#### DOCUMENT EXTRACT

Leaked data points to a conflation of statistics, as more than half of patients admitted to hospitals in England were tested as COVID-positive after seeking treatment for what could be alternative ailments, according to The Telegraph.
This means the figures from England's National Health Service might suggest the third wave is less severe than reported.
"This data is incredibly important, and it should be published on an ongoing basis," Oxford professor Carl Heneghan, director of the Centre for Evidence-Based Medicine, said.
"When people hear about hospitalizations with COVID, they will assume that COVID is the likely cause, but this data shows something quite different – this is about COVID being detected after tests were looking for it."
Heneghan has since urged the government to publish clearer data.
"This needs to be fixed as a matter of urgency," Heneghan stated because the published data could lead the public "toward false conclusions," which distort the real levels of pressures placed on hospitals.
Health officials last month tasked the NHS to provide "a breakdown of the current stock of COVID patients" who sought treatment for the virus and those who sought treatment for other reasons.
So far, no such methodology for the data has been applied. Conversely, the patterns shown in the leaked figures outline that 56% of COVID-19 cases were not detected until after patients underwent standard COVID tests. Hospitals already test everyone for COVID-19 infection, even if they are not showing symptoms.

########
#### DATASET ENTRIES

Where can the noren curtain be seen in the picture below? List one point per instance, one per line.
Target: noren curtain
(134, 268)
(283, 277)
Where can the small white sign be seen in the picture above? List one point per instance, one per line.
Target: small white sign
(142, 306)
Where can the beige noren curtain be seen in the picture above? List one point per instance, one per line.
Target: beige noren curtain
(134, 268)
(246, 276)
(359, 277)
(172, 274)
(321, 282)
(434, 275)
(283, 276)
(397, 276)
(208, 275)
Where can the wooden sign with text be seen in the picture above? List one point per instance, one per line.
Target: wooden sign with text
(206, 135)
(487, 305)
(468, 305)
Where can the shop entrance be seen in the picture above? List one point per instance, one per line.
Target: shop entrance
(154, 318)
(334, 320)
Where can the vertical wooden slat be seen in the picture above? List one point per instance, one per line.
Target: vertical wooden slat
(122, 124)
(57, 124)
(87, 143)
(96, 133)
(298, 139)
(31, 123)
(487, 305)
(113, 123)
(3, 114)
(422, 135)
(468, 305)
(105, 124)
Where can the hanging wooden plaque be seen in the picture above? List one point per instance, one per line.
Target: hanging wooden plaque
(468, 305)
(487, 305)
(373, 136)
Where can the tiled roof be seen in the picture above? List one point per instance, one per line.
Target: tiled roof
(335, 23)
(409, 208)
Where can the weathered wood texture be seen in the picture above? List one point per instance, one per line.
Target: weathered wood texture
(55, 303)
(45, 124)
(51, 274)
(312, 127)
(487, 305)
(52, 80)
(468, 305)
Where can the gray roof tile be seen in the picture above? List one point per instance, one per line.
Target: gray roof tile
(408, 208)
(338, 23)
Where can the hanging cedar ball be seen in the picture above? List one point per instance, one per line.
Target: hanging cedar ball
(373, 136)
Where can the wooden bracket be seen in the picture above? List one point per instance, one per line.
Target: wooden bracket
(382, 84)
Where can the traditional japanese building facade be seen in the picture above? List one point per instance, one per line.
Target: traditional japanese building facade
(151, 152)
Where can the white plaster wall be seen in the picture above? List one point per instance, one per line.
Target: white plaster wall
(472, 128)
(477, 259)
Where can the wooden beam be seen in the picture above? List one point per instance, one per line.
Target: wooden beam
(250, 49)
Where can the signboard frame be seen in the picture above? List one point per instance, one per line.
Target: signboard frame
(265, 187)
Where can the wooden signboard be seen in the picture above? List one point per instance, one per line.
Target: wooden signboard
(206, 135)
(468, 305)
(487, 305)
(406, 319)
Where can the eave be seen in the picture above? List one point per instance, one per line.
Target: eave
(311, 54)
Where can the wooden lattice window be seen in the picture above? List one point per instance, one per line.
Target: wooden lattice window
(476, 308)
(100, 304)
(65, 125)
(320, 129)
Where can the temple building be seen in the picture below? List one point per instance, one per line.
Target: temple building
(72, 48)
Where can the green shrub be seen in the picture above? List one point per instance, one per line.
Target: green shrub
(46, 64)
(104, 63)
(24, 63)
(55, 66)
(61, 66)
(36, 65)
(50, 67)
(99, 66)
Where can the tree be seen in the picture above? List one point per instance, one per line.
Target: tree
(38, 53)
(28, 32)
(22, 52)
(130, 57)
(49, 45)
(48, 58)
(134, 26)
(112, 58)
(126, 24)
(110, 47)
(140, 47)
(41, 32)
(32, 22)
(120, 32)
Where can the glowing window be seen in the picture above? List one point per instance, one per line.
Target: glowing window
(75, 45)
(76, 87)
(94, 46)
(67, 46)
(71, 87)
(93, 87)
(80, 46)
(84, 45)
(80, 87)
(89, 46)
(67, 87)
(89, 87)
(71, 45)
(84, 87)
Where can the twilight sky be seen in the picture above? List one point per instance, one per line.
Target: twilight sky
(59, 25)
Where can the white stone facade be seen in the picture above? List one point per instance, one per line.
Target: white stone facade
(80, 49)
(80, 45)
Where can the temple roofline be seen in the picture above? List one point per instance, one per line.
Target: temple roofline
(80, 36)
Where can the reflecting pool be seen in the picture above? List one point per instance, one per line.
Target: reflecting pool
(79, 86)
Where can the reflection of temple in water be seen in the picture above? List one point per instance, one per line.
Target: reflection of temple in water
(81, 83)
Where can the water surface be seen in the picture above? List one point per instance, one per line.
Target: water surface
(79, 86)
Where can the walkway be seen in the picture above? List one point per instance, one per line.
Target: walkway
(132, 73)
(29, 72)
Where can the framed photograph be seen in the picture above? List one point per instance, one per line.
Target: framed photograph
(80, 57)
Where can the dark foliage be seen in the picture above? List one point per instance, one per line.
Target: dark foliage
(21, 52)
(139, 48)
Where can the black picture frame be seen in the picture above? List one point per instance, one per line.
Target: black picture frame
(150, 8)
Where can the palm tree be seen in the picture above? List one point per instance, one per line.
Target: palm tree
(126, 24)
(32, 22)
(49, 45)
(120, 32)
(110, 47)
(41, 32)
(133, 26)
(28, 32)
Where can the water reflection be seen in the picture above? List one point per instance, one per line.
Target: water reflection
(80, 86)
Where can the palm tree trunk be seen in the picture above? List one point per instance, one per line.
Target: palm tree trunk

########

## GOAL OF THE EXERCISE
Continue the article on England's COVID hospitalization figures from the point where it stops.

## EXPECTED ANSWER
"It creates an impression that all these people are going into hospital with COVID, and that simply is not the case," one expert who works with NHS data told the Telegraph. "People are worried and scared and not really understanding the true picture – that is what I find despicable."
Greg Clark, the chairman of Commons science and technology select committee, stated he would write to the Health Secretary Sajid Javid, requesting him to publish the data on an ongoing basis.
"If hospitalizations from COVID are a key determinant of how concerned we should be, and how quickly restrictions should be lifted, it's important that the data is not presented in a way that could lead to the wrong conclusions being drawn," Clark said.
"While some of these people may be being admitted due to COVID," he adds, "we currently do not know how many. And for those who are not, there is a big distinction between people who are admitted because of COVID and those are in for something else but have COVID in such a mild form that it was not the cause of their hospitalization."